Position note lines
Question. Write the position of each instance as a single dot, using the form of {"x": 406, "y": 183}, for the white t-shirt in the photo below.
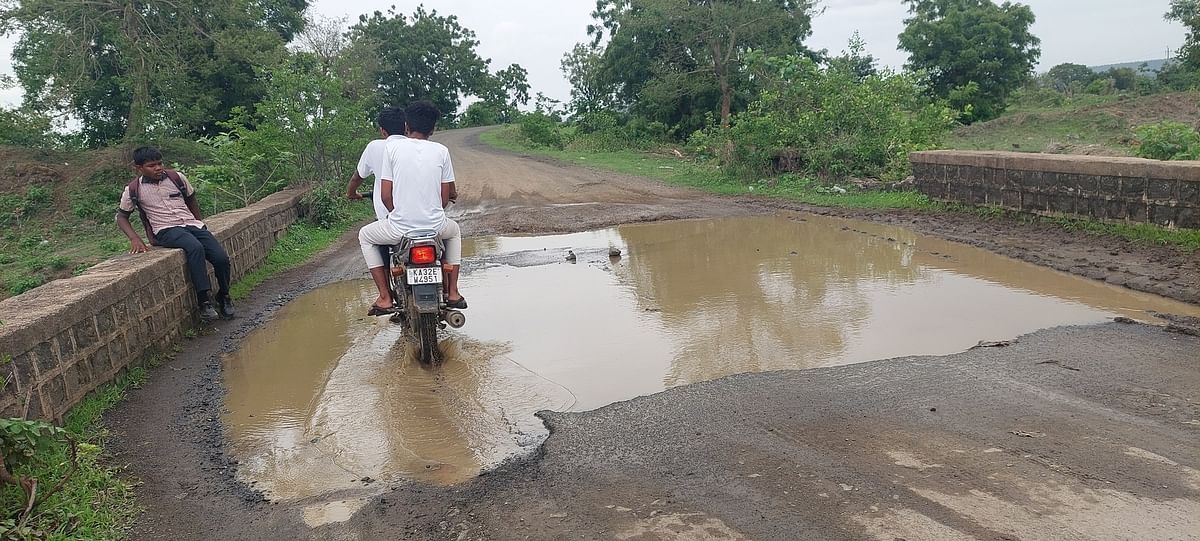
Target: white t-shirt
{"x": 371, "y": 163}
{"x": 417, "y": 168}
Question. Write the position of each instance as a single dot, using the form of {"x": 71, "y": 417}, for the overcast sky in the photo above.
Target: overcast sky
{"x": 537, "y": 32}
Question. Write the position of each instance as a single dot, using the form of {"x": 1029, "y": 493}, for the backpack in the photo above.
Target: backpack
{"x": 136, "y": 184}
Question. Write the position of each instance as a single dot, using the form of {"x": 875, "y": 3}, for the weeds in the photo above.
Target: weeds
{"x": 95, "y": 503}
{"x": 805, "y": 190}
{"x": 300, "y": 242}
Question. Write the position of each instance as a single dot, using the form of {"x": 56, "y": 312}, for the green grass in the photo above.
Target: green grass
{"x": 96, "y": 503}
{"x": 1143, "y": 233}
{"x": 793, "y": 187}
{"x": 709, "y": 178}
{"x": 1098, "y": 132}
{"x": 301, "y": 241}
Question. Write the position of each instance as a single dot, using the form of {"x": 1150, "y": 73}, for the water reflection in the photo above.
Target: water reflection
{"x": 323, "y": 400}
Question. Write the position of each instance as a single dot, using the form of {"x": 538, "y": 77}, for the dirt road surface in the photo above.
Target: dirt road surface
{"x": 1068, "y": 433}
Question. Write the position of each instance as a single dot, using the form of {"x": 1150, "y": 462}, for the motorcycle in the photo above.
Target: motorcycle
{"x": 417, "y": 284}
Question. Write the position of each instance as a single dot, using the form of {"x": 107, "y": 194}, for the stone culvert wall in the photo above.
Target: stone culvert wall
{"x": 63, "y": 340}
{"x": 1110, "y": 188}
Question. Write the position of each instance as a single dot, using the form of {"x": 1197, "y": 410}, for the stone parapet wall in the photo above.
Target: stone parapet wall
{"x": 63, "y": 340}
{"x": 1110, "y": 188}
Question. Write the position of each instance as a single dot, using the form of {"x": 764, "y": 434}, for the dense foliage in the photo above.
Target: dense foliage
{"x": 831, "y": 121}
{"x": 1168, "y": 140}
{"x": 677, "y": 61}
{"x": 975, "y": 52}
{"x": 123, "y": 68}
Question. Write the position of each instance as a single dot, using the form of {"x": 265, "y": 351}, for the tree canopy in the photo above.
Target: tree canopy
{"x": 975, "y": 52}
{"x": 432, "y": 56}
{"x": 678, "y": 60}
{"x": 123, "y": 66}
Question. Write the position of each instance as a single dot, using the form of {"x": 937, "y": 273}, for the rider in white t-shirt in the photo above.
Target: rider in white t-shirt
{"x": 391, "y": 127}
{"x": 417, "y": 185}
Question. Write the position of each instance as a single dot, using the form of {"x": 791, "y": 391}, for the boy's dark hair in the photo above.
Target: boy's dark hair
{"x": 423, "y": 116}
{"x": 145, "y": 154}
{"x": 391, "y": 120}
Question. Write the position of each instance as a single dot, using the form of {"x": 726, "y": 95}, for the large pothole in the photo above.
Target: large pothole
{"x": 323, "y": 400}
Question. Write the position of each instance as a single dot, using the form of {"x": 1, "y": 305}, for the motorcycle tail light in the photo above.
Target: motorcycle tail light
{"x": 423, "y": 254}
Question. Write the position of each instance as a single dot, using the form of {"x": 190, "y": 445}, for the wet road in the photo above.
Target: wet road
{"x": 1071, "y": 433}
{"x": 1059, "y": 437}
{"x": 323, "y": 400}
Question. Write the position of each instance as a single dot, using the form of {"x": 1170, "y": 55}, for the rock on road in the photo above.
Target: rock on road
{"x": 1072, "y": 433}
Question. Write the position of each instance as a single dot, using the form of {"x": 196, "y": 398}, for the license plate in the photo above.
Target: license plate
{"x": 424, "y": 275}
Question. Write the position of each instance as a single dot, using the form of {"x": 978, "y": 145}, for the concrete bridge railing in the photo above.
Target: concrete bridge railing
{"x": 63, "y": 340}
{"x": 1110, "y": 188}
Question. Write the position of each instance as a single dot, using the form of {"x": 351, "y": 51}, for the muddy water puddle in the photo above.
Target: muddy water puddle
{"x": 323, "y": 400}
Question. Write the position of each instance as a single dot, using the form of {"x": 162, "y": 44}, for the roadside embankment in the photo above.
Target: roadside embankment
{"x": 1110, "y": 188}
{"x": 67, "y": 337}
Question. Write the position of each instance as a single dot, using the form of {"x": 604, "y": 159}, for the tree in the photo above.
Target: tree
{"x": 1187, "y": 12}
{"x": 1069, "y": 77}
{"x": 125, "y": 66}
{"x": 1123, "y": 78}
{"x": 581, "y": 67}
{"x": 677, "y": 60}
{"x": 424, "y": 56}
{"x": 856, "y": 59}
{"x": 958, "y": 42}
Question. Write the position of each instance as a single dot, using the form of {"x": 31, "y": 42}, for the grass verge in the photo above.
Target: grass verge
{"x": 95, "y": 503}
{"x": 709, "y": 178}
{"x": 301, "y": 241}
{"x": 793, "y": 187}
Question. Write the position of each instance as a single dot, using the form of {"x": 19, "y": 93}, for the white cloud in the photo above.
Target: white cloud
{"x": 535, "y": 34}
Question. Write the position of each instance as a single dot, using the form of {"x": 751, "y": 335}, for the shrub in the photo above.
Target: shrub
{"x": 1168, "y": 140}
{"x": 831, "y": 122}
{"x": 325, "y": 205}
{"x": 99, "y": 198}
{"x": 25, "y": 283}
{"x": 540, "y": 130}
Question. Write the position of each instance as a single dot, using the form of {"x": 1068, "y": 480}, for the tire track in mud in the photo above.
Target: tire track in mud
{"x": 171, "y": 434}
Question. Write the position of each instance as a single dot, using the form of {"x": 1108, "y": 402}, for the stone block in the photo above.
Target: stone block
{"x": 1137, "y": 211}
{"x": 23, "y": 370}
{"x": 1188, "y": 217}
{"x": 106, "y": 323}
{"x": 66, "y": 344}
{"x": 85, "y": 334}
{"x": 1085, "y": 185}
{"x": 33, "y": 409}
{"x": 1011, "y": 198}
{"x": 1163, "y": 215}
{"x": 100, "y": 361}
{"x": 1162, "y": 190}
{"x": 1109, "y": 186}
{"x": 78, "y": 379}
{"x": 1061, "y": 203}
{"x": 1189, "y": 192}
{"x": 1037, "y": 202}
{"x": 1116, "y": 209}
{"x": 46, "y": 360}
{"x": 1133, "y": 187}
{"x": 54, "y": 392}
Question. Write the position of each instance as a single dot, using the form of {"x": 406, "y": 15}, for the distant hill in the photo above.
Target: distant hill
{"x": 1151, "y": 66}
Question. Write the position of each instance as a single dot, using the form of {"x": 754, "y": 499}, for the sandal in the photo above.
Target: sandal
{"x": 381, "y": 311}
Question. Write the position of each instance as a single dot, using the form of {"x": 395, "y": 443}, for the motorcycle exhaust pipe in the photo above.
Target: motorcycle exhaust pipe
{"x": 456, "y": 319}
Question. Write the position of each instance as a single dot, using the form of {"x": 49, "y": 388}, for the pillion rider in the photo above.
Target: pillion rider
{"x": 417, "y": 185}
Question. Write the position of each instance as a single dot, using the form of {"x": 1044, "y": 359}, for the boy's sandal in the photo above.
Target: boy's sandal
{"x": 381, "y": 311}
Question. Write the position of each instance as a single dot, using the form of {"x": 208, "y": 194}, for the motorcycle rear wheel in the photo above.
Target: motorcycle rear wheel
{"x": 426, "y": 335}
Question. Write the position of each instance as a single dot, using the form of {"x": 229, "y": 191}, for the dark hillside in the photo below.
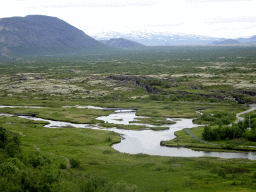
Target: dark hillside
{"x": 35, "y": 33}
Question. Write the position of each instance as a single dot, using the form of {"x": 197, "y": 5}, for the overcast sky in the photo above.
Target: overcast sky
{"x": 215, "y": 18}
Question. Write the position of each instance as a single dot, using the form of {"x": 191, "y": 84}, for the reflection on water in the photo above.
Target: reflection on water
{"x": 146, "y": 141}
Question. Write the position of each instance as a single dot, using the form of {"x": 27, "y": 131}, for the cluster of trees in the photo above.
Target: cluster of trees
{"x": 36, "y": 172}
{"x": 239, "y": 130}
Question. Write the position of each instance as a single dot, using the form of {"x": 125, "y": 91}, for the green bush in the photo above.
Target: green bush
{"x": 74, "y": 163}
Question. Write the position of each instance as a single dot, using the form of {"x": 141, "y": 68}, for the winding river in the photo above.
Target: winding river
{"x": 145, "y": 141}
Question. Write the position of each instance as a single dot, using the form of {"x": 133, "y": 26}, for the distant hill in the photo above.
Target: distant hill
{"x": 121, "y": 43}
{"x": 248, "y": 40}
{"x": 159, "y": 38}
{"x": 226, "y": 42}
{"x": 35, "y": 34}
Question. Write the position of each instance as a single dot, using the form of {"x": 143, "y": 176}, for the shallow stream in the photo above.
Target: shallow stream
{"x": 146, "y": 141}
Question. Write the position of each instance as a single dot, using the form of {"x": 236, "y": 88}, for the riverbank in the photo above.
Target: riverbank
{"x": 183, "y": 139}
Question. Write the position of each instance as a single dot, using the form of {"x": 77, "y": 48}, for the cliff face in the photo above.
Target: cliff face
{"x": 37, "y": 31}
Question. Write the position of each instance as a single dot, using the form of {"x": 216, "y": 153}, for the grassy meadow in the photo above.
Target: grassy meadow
{"x": 162, "y": 82}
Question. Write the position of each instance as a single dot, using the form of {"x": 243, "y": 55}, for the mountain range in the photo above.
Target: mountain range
{"x": 40, "y": 35}
{"x": 121, "y": 43}
{"x": 43, "y": 34}
{"x": 166, "y": 38}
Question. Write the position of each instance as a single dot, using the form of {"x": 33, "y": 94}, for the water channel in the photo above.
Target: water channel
{"x": 145, "y": 141}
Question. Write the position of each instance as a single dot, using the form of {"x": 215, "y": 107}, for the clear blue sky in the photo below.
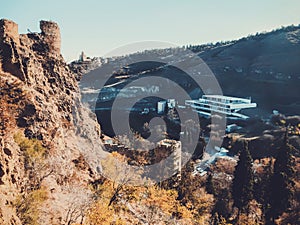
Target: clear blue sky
{"x": 98, "y": 26}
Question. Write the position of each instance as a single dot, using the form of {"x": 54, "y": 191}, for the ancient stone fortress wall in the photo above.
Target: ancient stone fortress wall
{"x": 9, "y": 28}
{"x": 51, "y": 33}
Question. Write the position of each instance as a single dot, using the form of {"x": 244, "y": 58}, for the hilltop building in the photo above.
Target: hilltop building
{"x": 229, "y": 106}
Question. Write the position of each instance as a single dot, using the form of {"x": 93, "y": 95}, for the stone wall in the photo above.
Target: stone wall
{"x": 51, "y": 33}
{"x": 9, "y": 28}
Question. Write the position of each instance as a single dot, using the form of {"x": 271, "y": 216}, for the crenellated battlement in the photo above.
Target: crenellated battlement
{"x": 51, "y": 32}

- WRITTEN TASK: Update the lines starting with the line containing "meadow in the photo above." and going on through the last line, putting "mountain ridge" wherever "mountain range" appears and keeping everything else the same. Leave the pictures out of your answer.

- EXERCISE SOLUTION:
Question. Write the position of each instance as a single dot, using the form of {"x": 216, "y": 153}, for the grassy meadow in the photo above.
Target: grassy meadow
{"x": 162, "y": 82}
Question. Write the position of each instance as a single dot, using the form of {"x": 243, "y": 55}, for the mountain ridge in the photo above.
Target: mountain ridge
{"x": 40, "y": 35}
{"x": 121, "y": 43}
{"x": 43, "y": 34}
{"x": 166, "y": 38}
Question. Write the position of each instance as a single dot, using the form of {"x": 33, "y": 94}, for the water channel in the photo above.
Target: water channel
{"x": 145, "y": 141}
Question. Write the position of each instance as a single dot, using the form of {"x": 215, "y": 107}, for the clear blue sky in the photo below.
Target: clear blue sky
{"x": 98, "y": 26}
Question. Write the position of each instance as a single dot, using the form of {"x": 54, "y": 191}, for the ancient stone fortress wall in the photo above.
Target: ancient stone fortress wall
{"x": 9, "y": 28}
{"x": 51, "y": 33}
Question. Write the position of each instance as a single dot, using the form of {"x": 244, "y": 58}, for the hilltop building in the photo above.
Target: hilltop building
{"x": 229, "y": 106}
Question. Write the position of each instance as a single dot, using the form of {"x": 93, "y": 95}, for the stone wall in the photo above.
Target: stone wall
{"x": 51, "y": 33}
{"x": 9, "y": 28}
Question. Write the position of each instance as a single dot, using the form of {"x": 271, "y": 216}, for the crenellated battlement in the photo above.
Target: crenellated battlement
{"x": 51, "y": 32}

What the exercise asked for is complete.